_DATA TO EXAMINE_

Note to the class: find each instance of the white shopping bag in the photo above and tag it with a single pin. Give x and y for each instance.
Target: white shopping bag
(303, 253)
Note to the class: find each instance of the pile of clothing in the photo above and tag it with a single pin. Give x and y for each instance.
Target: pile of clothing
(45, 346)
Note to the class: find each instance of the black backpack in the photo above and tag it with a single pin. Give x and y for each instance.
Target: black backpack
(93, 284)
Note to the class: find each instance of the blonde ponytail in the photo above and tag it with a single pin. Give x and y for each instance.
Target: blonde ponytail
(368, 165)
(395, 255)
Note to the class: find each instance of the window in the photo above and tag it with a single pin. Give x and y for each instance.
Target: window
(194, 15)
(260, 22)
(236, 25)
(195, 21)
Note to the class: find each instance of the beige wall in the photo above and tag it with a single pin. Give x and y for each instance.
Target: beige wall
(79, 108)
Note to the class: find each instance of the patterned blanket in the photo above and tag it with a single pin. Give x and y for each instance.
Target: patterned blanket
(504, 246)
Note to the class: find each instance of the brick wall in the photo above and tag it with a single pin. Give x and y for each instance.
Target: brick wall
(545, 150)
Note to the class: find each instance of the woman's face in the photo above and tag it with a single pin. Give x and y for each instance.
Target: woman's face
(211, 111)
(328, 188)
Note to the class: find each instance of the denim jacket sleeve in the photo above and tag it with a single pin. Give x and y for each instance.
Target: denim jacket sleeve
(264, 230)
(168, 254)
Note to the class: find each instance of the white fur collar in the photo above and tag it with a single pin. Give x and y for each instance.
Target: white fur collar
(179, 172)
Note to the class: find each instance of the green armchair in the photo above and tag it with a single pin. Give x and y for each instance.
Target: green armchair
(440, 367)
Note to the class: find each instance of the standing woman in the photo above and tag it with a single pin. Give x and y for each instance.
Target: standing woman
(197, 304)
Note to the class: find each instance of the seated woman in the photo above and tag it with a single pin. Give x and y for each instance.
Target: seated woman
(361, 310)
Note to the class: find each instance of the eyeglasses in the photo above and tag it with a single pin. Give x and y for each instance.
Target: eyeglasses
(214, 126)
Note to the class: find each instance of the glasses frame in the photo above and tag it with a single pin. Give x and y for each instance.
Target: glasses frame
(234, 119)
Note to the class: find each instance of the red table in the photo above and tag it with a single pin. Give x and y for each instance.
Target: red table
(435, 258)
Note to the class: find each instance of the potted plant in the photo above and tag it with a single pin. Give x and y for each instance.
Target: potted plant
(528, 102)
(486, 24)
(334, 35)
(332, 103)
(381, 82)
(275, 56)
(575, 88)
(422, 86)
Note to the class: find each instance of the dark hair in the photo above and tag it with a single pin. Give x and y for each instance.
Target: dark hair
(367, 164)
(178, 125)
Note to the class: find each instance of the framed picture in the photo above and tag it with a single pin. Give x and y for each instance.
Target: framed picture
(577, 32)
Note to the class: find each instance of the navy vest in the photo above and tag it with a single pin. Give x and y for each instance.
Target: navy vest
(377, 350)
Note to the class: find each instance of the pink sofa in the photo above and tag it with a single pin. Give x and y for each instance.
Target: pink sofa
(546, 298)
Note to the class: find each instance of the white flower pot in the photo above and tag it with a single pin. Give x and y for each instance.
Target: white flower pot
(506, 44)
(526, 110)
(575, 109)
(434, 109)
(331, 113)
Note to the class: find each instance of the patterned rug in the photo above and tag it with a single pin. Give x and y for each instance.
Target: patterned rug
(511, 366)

_TASK GOAL_
Copy every line of the material exactly, keeping all of it.

_EXPECTED ANSWER_
Note to the class: find each instance of the white shopping bag in the photo above and tag it with a single pin. Give x and y for each instance.
Target: white shopping bag
(303, 253)
Note to the class: find each instance of the pile of clothing in the photo above and tag it with a single pin. Give x and y for each instance.
Target: pile of clothing
(45, 346)
Note to the class: find each instance of the black backpack in the photo above and tag it with a single pin. Give x and y for each instance.
Target: black backpack
(93, 284)
Note to the class: find each instance of the blonde ponytail in the photo above and tag it with a single pin. Give x and y for each instance.
Target: blonde ponytail
(368, 165)
(395, 255)
Note to the class: find each instance of the window in the photo above and tag it with a single pin. Give x and y for each instance.
Target: window
(194, 15)
(260, 22)
(236, 25)
(195, 21)
Note to the class: find each instance of the beige wall in the photo above and tag it with a single pin. Give x and y for each instance.
Target: beige wall
(79, 108)
Note to the class: find each instance of the patterned blanket in the photo above and tag it with a single pin. Give x and y for each instance.
Target: patterned blanket
(504, 246)
Note to the class: find each instance of the brick wall in the photo above and tag it with a single pin. Give x and y for each instance.
Target: brick wall
(545, 150)
Note to the class: find each instance of the woman's face in the photo above and tag it with a single pin. Give x and y for each instance.
Target: woman's face
(211, 111)
(328, 188)
Note to the class: find each instance of the denim jacket sleeve in the photo above and tag it with a single pin. Give x and y for each instance.
Target: denim jacket sleeve
(264, 230)
(168, 254)
Note to the class: find each instance of the white fur collar in the photo above and tag it with a single pin. Give x and y for each instance.
Target: white fur collar
(179, 172)
Note to the class: find each instance of the green armchair in the photo above and tag it with a single pin. Give x and y for each instance.
Target: green armchair
(440, 367)
Note to the class: find each instance of the standing woman in the photo above and tag it with a single pin. Give x and y for each instance.
Target: standing woman
(197, 304)
Note to the class: find each instance of the seated woman in the photo above and tag it with a single pin. Give x and y for each instance.
Target: seated woman
(361, 310)
Note to the class: find each instance of the eyeglasses in the photo above and tag it with a single pin. Give x and y for each instance.
Target: eyeglasses
(214, 126)
Note to the class: find each instance of the glasses frame in the photo above and tag it with a single pin. Give x and y for each instance.
Target: glasses frame
(234, 119)
Note to the class: find each instance of the red table in the photo above and tag it with a single pin. Give x and y for each instance.
Target: red table
(435, 258)
Note to the class: find each instance of the potted plant in the photo above and tag it with a single pin. Give x and y for each instance.
Target: potted plant
(528, 102)
(486, 24)
(334, 35)
(332, 103)
(381, 82)
(275, 56)
(575, 88)
(422, 86)
Note to the class: find each instance of the dark hair in the photo above and tag it with a single pin. Give x and y for each instance.
Target: dark hair
(367, 164)
(178, 125)
Note to the class: find each instance of the framed picture in the photo above and tag it with a single pin. Give x and y for each instance.
Target: framed picture
(577, 32)
Note to the class: find each instance of the navy vest in the photo above and tag it with a single pin. Give x and y for each instance.
Target: navy vest
(377, 350)
Note to the class: find each instance of the pink sofa in the photo above and tag it with a single pin. Give x and y for each instance.
Target: pink sofa
(546, 298)
Note to the class: find each instance of the white flower pot in the photo above and tag it with a single pin. Give x and y for each instance.
Target: white flower pot
(506, 44)
(526, 110)
(575, 109)
(434, 109)
(331, 113)
Note to the class: find each instance of the patterned rug in the photo above and tag it with a single pin. Give x and y for each instance.
Target: patterned rug
(511, 366)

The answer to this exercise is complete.